# EXERCISE GOAL
Check each statement against the passage about McDonald Observatory. Mark each one yes or no, and quote the words from the passage that decide it. (a) The observatory stands on a peak in the Davis Mountains. (b) The lights of Fort Davis could be seen from the mountain that night. (c) The mountain is often troubled by snow and ice.

# SOURCE EXCERPT
-*-*-
I walked outside and stopped as suddenly as if I’d hit a wall. If was absolutely dark. I knew there was a paved road in front of me and a hill immediately beyond the road. Slightly to my left would be the steep metal staircase that led up the hill to the observatory dome. The dome, at least as tall as a ten-story building, was painted a brilliant white and I had expected to see it glowing on top of the hill like some official monument. But I couldn’t see the dome at all, or the hill, or the stairs, or the road, or my hand, even when I held it so close to my eyes I could feel my breath on my palm.
Determined nevertheless to make my way up to the dome, I crept forward step by step, intending to walk straight ahead until I reached the hill, then work to the left slowly until I found the steps. I managed to do that and by the time I had gotten half way up the steps, guiding my way by the handrail, my eyes had become somewhat accustomed to the night and I could see the dome near the head of the stairs, a huge, pale form surrounded by darkness. I climbed the rest of the stairs and, having done that, felt secure enough to pause for a moment before going into the observatory.
It was early September and most of Texas was still suffering through heavy, humid nights. McDonald Observatory, however, sits at the top of Mount Locke, a 6800-foot peak in the Davis Mountains. By now, about 10 p.m., it was turning slightly cold. Arms crossed over my chest, I hugged my jacket closer to me and looked out over the long valley that begins at the foot of the mountain and extends twenty or thirty miles to another range of mountains. There was not a single light anywhere, not even a solitary ranch house or wayward automobile. El Paso, the nearest city, was 160 miles to the northwest; the nearest settlement was Fort Davis, fifteen miles away; but its lights, what there were of them, were hidden behind one of the minor hills that make up the valley floor. This isolation, away from the glare of neon and headlights and streetlamps which can obscure the stars, was one reason this site was chosen for the observatory 43 years ago. Fortunately for the astronomers the country is still as empty and remote as it was
then. The mountain is high enough to be above much of the earth’s atmosphere yet low enough not to be bothered with snow and ice. Also this region has very little rainfall, so that astronomers can count on more than 200 clear nights a year.
I looked up at the sky. City dwellers, of course, always forget how many stars it’s possible to see in the country, but that night the heavens had called out the reserves to put on a special show. The stars were so thick and bright they seemed the natural order of things and the darkness between them the exception. I had recently read that, on the average, stars are 30 trillion miles apart. Thinking about that distance while seeing these thousands and thousands of stars—they were like huge handfuls of tiny dice tossed out on a black felt table—I found myself once again in awe of a concept that astronomy books always dwell on and that always leaves me a little uncomfortable: The Vastness of the Universe.
-*-*-
# AVAILABLE DATA
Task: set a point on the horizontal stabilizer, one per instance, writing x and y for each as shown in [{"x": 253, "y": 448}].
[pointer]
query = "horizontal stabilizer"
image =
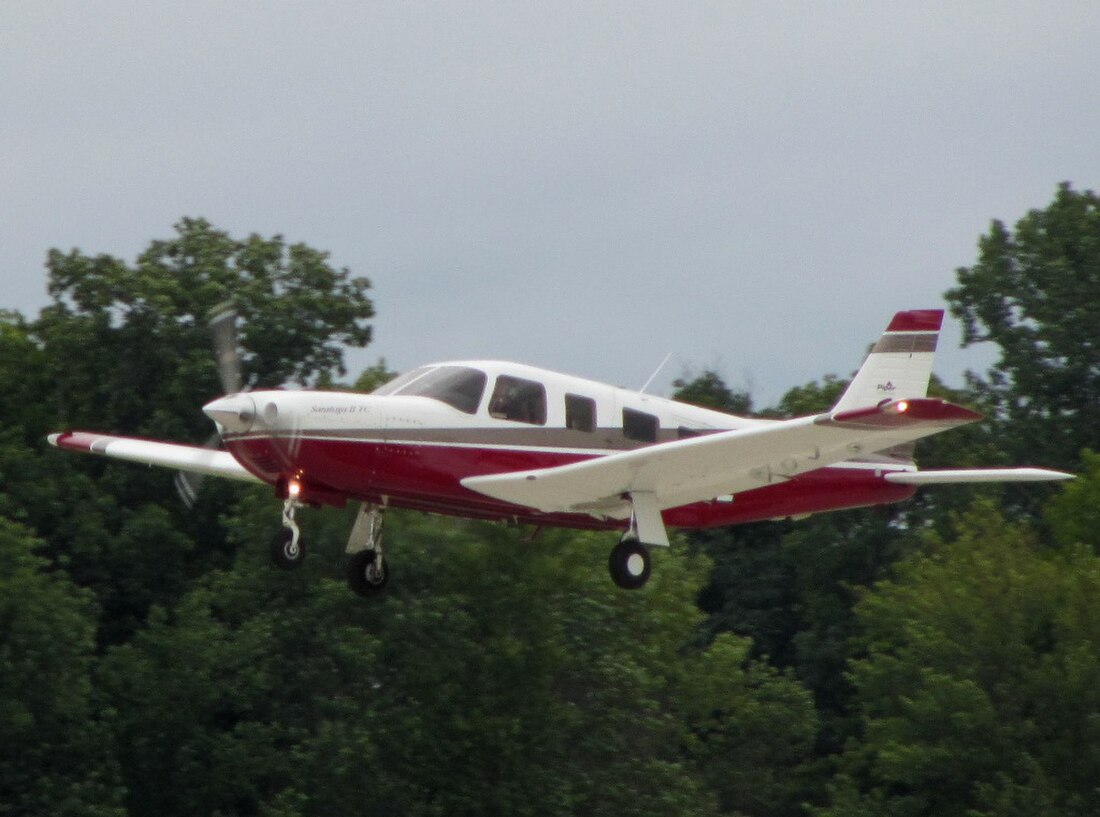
-*-*-
# COMPLETED EXERCISE
(a) Yes: "McDonald Observatory, however, sits at the top of Mount Locke, a 6800-foot peak in the Davis Mountains."
(b) No: "but its lights, what there were of them, were hidden behind one of the minor hills that make up the valley floor"
(c) No: "yet low enough not to be bothered with snow and ice"